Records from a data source
** BEGIN **

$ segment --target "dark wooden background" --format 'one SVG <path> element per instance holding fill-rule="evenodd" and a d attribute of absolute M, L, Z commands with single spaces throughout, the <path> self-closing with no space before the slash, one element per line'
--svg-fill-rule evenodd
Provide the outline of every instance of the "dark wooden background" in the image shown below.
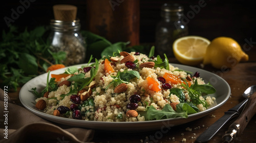
<path fill-rule="evenodd" d="M 29 1 L 20 0 L 22 2 L 26 1 Z M 49 20 L 53 19 L 52 6 L 65 4 L 78 7 L 77 17 L 81 20 L 81 29 L 87 30 L 86 1 L 30 1 L 34 2 L 29 1 L 30 3 L 29 7 L 11 24 L 18 26 L 21 29 L 27 27 L 29 29 L 38 26 L 49 25 Z M 190 6 L 198 5 L 199 1 L 140 0 L 140 42 L 154 42 L 156 25 L 160 20 L 160 7 L 165 2 L 178 3 L 183 5 L 186 15 L 191 10 Z M 254 34 L 256 27 L 256 5 L 253 1 L 203 1 L 206 4 L 205 7 L 201 8 L 199 12 L 189 19 L 188 23 L 189 35 L 205 37 L 210 40 L 219 36 L 228 36 L 234 38 L 241 45 L 246 43 L 246 39 L 249 40 L 251 38 L 252 41 L 256 41 L 256 36 Z M 17 8 L 21 5 L 19 2 L 18 0 L 9 0 L 1 3 L 0 29 L 6 30 L 8 29 L 4 17 L 11 17 L 11 10 L 16 10 Z M 105 6 L 109 7 L 110 5 Z"/>

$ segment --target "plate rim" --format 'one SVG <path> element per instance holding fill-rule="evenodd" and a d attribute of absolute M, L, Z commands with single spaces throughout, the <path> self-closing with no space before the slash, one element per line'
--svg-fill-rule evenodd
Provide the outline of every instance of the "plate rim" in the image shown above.
<path fill-rule="evenodd" d="M 54 71 L 51 72 L 50 74 L 54 74 L 55 73 L 60 73 L 60 72 L 64 72 L 65 70 L 69 67 L 76 66 L 76 67 L 77 67 L 77 68 L 78 68 L 79 67 L 81 67 L 82 65 L 86 65 L 87 64 L 87 63 L 83 63 L 83 64 L 77 64 L 77 65 L 68 66 L 68 67 L 65 67 L 63 68 L 61 68 L 61 69 L 57 69 L 57 70 L 55 70 Z M 226 95 L 226 97 L 220 103 L 217 103 L 217 105 L 216 106 L 214 106 L 209 109 L 207 109 L 203 111 L 201 111 L 201 112 L 196 113 L 195 114 L 188 115 L 187 118 L 193 118 L 193 117 L 194 117 L 195 116 L 202 115 L 204 114 L 204 115 L 203 115 L 202 116 L 204 116 L 206 115 L 207 114 L 208 114 L 208 113 L 216 110 L 218 108 L 222 106 L 227 101 L 228 99 L 229 98 L 229 97 L 230 97 L 230 93 L 231 93 L 231 89 L 230 89 L 230 86 L 228 84 L 228 83 L 224 79 L 223 79 L 222 77 L 220 77 L 219 75 L 216 75 L 213 73 L 208 72 L 207 70 L 205 70 L 204 69 L 199 68 L 195 67 L 189 66 L 187 66 L 187 65 L 179 64 L 174 64 L 174 63 L 170 63 L 170 64 L 171 65 L 172 65 L 173 66 L 174 66 L 174 67 L 178 67 L 179 69 L 182 69 L 182 67 L 181 68 L 180 67 L 184 67 L 188 68 L 192 68 L 193 69 L 194 69 L 195 70 L 202 70 L 202 71 L 204 71 L 204 72 L 208 73 L 208 74 L 215 75 L 215 76 L 217 77 L 220 79 L 222 80 L 222 82 L 223 82 L 225 84 L 226 84 L 226 85 L 227 85 L 227 87 L 228 87 L 227 89 L 227 93 L 226 93 L 227 95 Z M 60 74 L 60 73 L 59 73 L 59 74 Z M 104 125 L 105 124 L 109 124 L 109 125 L 110 125 L 110 126 L 120 125 L 126 125 L 126 126 L 130 126 L 130 125 L 137 125 L 137 124 L 139 125 L 139 124 L 150 124 L 150 123 L 159 123 L 159 122 L 168 122 L 168 121 L 169 121 L 170 120 L 176 121 L 177 120 L 179 120 L 181 119 L 182 119 L 182 120 L 187 119 L 187 118 L 182 118 L 182 117 L 175 117 L 175 118 L 166 118 L 166 119 L 160 120 L 153 120 L 153 121 L 139 121 L 139 122 L 102 122 L 102 121 L 78 120 L 69 118 L 65 118 L 65 117 L 63 117 L 55 116 L 53 116 L 52 115 L 48 114 L 47 114 L 46 113 L 42 111 L 39 111 L 39 110 L 38 110 L 34 109 L 32 107 L 27 106 L 27 104 L 26 103 L 26 102 L 23 101 L 23 95 L 22 95 L 22 93 L 23 92 L 23 91 L 24 90 L 25 90 L 25 87 L 27 87 L 27 85 L 28 84 L 29 84 L 30 83 L 30 82 L 32 82 L 32 80 L 35 80 L 36 78 L 39 78 L 39 77 L 40 77 L 46 76 L 46 75 L 47 75 L 47 74 L 48 74 L 48 73 L 46 73 L 43 74 L 42 75 L 39 75 L 39 76 L 31 79 L 30 81 L 29 81 L 28 82 L 27 82 L 26 84 L 25 84 L 23 86 L 23 87 L 22 87 L 20 90 L 19 92 L 19 100 L 20 100 L 20 102 L 22 104 L 22 105 L 25 107 L 25 108 L 28 109 L 29 111 L 32 112 L 33 114 L 35 114 L 39 116 L 40 117 L 42 117 L 42 118 L 45 118 L 45 119 L 49 120 L 50 120 L 51 121 L 53 121 L 54 122 L 55 122 L 55 123 L 56 123 L 56 121 L 55 121 L 56 120 L 60 121 L 61 122 L 70 122 L 70 121 L 75 121 L 76 123 L 89 123 L 89 124 L 94 123 L 94 124 L 98 124 L 99 125 L 101 125 L 102 124 L 103 125 Z M 203 80 L 204 80 L 204 79 L 203 79 Z M 45 82 L 43 82 L 43 83 L 45 83 Z M 35 85 L 35 86 L 36 86 Z M 33 94 L 32 93 L 31 93 L 31 94 L 32 94 L 32 95 L 33 95 Z M 201 118 L 202 117 L 200 117 L 198 118 Z M 198 118 L 197 118 L 197 119 L 198 119 Z M 196 119 L 195 119 L 195 120 L 196 120 Z M 194 120 L 193 121 L 194 121 L 195 120 Z M 190 122 L 191 122 L 191 121 L 190 121 Z M 188 122 L 186 122 L 186 123 L 184 123 L 183 124 L 180 124 L 179 125 L 185 124 L 185 123 L 187 123 Z M 60 123 L 60 124 L 61 124 L 61 123 Z M 176 125 L 175 125 L 175 126 L 176 126 Z M 76 126 L 71 125 L 71 126 L 74 127 L 74 126 Z"/>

** END **

**Problem to work on:**
Turn the data from its first line through the line containing "image shown below.", inclusive, into a numbered list with any blank lines omitted.

**Answer to the exercise:**
1. $ segment --target "dark wooden background" --format 'one SVG <path> element per instance holding fill-rule="evenodd" and a d attribute of absolute M, L, Z commands with single spaces throughout, the <path> self-closing with no space before the slash, one element per line'
2. --svg-fill-rule evenodd
3. Provide the outline of every instance of the "dark wooden background" in the image shown below.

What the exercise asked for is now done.